_Data to examine_
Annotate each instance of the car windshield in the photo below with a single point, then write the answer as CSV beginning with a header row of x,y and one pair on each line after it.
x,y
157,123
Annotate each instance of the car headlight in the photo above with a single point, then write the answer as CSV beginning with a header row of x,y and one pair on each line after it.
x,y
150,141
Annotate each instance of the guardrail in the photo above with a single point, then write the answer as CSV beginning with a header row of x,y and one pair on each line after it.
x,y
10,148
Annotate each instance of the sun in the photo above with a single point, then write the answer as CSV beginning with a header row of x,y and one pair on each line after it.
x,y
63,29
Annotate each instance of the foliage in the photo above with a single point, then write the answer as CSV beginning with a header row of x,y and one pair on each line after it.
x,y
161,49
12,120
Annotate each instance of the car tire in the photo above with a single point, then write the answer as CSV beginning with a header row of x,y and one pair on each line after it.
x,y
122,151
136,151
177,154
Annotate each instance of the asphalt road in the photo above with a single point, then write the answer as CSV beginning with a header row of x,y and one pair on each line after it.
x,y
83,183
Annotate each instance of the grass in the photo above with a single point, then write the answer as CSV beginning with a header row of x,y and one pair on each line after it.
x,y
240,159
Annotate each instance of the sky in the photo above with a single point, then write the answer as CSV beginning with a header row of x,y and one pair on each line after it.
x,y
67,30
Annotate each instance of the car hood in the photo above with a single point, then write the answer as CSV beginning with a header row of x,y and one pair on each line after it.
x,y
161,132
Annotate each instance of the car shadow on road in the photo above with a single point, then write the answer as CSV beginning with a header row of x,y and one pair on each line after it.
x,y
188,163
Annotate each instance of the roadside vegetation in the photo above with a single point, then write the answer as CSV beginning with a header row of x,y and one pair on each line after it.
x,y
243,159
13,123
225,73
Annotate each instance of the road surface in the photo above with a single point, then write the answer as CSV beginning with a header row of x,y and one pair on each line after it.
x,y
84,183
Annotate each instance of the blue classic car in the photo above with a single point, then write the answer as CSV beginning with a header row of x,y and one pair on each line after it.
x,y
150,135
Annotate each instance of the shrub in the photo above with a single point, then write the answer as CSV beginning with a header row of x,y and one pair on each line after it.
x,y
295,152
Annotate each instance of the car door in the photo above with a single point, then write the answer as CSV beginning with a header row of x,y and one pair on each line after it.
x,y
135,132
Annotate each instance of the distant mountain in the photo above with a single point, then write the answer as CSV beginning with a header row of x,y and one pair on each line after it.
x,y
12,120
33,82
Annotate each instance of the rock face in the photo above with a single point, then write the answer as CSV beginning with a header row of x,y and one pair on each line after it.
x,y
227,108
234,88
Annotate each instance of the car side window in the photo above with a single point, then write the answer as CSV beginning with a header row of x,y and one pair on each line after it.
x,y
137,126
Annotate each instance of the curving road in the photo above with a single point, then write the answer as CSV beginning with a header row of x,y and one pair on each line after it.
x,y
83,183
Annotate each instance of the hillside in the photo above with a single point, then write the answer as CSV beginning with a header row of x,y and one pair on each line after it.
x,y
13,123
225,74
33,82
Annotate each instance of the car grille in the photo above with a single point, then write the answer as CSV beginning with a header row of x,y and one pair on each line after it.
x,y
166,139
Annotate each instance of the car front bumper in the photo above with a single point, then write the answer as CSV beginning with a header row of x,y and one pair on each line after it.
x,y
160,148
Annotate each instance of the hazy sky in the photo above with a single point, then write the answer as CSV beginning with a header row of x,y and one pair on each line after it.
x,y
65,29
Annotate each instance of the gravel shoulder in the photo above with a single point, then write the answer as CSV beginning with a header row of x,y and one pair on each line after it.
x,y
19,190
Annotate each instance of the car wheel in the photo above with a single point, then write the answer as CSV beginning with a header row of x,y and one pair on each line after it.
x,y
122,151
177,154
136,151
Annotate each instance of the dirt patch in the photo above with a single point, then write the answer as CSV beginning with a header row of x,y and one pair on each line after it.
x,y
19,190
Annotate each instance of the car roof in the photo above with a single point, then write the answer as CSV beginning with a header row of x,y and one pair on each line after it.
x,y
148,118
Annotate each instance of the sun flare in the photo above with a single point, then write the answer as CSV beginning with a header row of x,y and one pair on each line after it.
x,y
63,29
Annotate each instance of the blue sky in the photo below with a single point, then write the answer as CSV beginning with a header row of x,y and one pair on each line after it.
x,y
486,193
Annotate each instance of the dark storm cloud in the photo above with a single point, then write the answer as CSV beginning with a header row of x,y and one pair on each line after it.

_Assigned task_
Each record should be given again exactly as it reads.

_Final answer_
Annotate each instance of the car windshield in the photo below with a single point, then write the answer as CSV beginning with a header row of x,y and one pair on each line after it.
x,y
157,123
Annotate each instance of the car headlight in the photo above with a single point, then write the answer as CSV beginning with a header row of x,y and one pair on each line after it.
x,y
150,141
Annotate each instance of the guardrail in the photo above with a single point, then write the answer as CSV beginning with a header row of x,y and one pair on each line after it.
x,y
10,148
Annotate each instance of the sun in the photo above with a single point, then write the answer as CSV beginning with a header row of x,y and one pair on each line after it.
x,y
63,29
Annotate each instance of the foliage in the photo above with a single point, then write the answer as CSV beginning with a header row of x,y and one pair on each line after it.
x,y
161,49
12,120
Annotate each instance of the car tire in the photo above with a single point, then write the answer as CSV beginning with a header row of x,y and one pair on each line after it.
x,y
122,151
136,151
177,154
Annotate each instance of the asphalt road in the photo above with a single point, then write the answer as CSV beginning with a header row of x,y and one pair on each line after it.
x,y
83,183
Annotate each instance of the grass in the photo above with a single point, then write the answer as CSV beginning with a header row of x,y and one pair on each line after it.
x,y
240,159
Annotate each instance of the sky in the photo above with a single point, then write the answer as CSV beginning with a header row of x,y and one pair on each line after it.
x,y
67,30
Annotate each instance of the car hood in the photo above with a single point, then write the answer as CSV beginning with a header row of x,y and one pair on each line after it.
x,y
161,132
Annotate each instance of the car shadow on road in the photo above with a single point, then write the answer as CSV beginning with a header row of x,y and one pair on each line after it.
x,y
188,163
Annotate each instance of the roadside vegetation in the photo above with a single point, then write the answer as CSV beginning with a header row of x,y and one pair on each line after it.
x,y
243,159
13,123
225,73
Annotate each instance of the road surface in the photo above with a single point, then write the answer as CSV beginning with a header row of x,y and one pair on each line after it.
x,y
84,183
Annotate each instance of the blue classic car in the photo above with a single point, then write the answer as CSV beginning with a header row of x,y and one pair on each line after it.
x,y
150,135
Annotate each instance of the shrub in the photo above with a single point, then write the answer as CSV beginning with a header row of x,y and one pair on each line after it.
x,y
295,152
Annotate each instance of the car door in the photo above with a single point, then write the answer as CSV beginning with a header row of x,y and one pair on each line after it.
x,y
135,132
Annotate each instance of the distant mountain in the photo above with a single point, then write the answer as CSV beginning with a header row of x,y and one pair on each line after it.
x,y
12,120
33,82
Annotate each instance of the rock face in the photo above with a single point, then write the answer as CSV beginning with a header row of x,y and one pair on each line after it.
x,y
227,108
234,88
Annotate each instance of the car side window in the photo above with a single point, then write the answer as CSV beginning with a header row of x,y and one pair on each line after it.
x,y
137,126
Annotate each instance of the curving road in the photo above with a single point, then write the answer as CSV beginning with a header row of x,y and one pair on each line after it.
x,y
83,183
Annotate each instance of the hillside in the photo above with a single point, then write the answer as CSV beginning with a header row of x,y and one pair on each line after it.
x,y
13,123
225,74
33,82
Annotate each instance of the car grille in the photo above with a single point, then write the answer as CSV beginning with a header row of x,y and one pair on each line after it.
x,y
166,139
Annotate each instance of the car front bumper in the photo above with a single point, then write the answer as CSV beginning with a header row of x,y and one pair on each line after it.
x,y
160,148
Annotate each instance of the hazy sky in the photo above with a single point, then write the answer as CSV beginning with a header row of x,y and one pair on each line after it.
x,y
65,29
Annotate each instance of the gravel shoulder in the photo above with a single point, then write the answer as CSV beginning with a header row of x,y and one pair on each line after it.
x,y
19,190
Annotate each instance of the car wheel in the photo above with a single point, then write the answer as CSV beginning with a header row of x,y and one pair on each line after it.
x,y
122,151
177,154
136,151
Annotate each instance of the dirt patch in the photo above with a single point, then write the answer as CSV beginning with a header row of x,y and one pair on each line after it.
x,y
19,190
Annotate each instance of the car roof in the photo above with a single point, then write the answer as CSV beginning with a header row of x,y and one pair on each line after it.
x,y
148,118
Annotate each instance of the sun flare in the photo above with a single point, then write the answer as CSV beginning with a header row of x,y and one pair on each line after it.
x,y
63,29
Annotate each instance of the blue sky in the photo below with a single point, then write the answer as CSV beginning with a header row of x,y and one pair on each line after it.
x,y
486,193
Annotate each instance of the dark storm cloud in the photo above with a single point, then write the answer as CSV beginning with a header row of x,y and one pair on each line after it.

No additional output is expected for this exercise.